Task to complete: Turn the records below into a numbered list with one line per item, and skip any blank lines.

Data section:
++++
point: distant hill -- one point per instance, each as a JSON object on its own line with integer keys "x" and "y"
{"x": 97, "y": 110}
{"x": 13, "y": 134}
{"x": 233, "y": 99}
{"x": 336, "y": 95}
++++
In response:
1. point: distant hill -- one point per instance, each as a JSON object on its own line with integer keys "x" and "y"
2. {"x": 97, "y": 110}
3. {"x": 13, "y": 134}
4. {"x": 233, "y": 99}
5. {"x": 336, "y": 95}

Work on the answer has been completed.